## DATASET:
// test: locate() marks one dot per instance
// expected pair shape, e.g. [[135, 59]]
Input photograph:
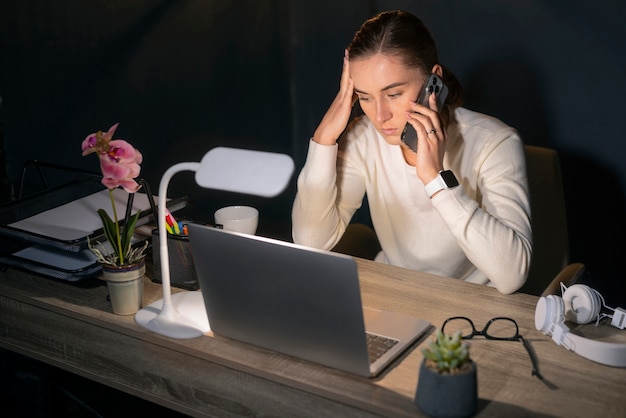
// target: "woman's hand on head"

* * *

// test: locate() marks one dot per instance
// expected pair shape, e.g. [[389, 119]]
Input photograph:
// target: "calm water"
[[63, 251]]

## PROBLEM STATEMENT:
Every line of the listing above that includes "expected" should be copied out.

## EXERCISE SOLUTION:
// expected pair shape, e.g. [[135, 59]]
// expected pair shape, e.g. [[389, 119]]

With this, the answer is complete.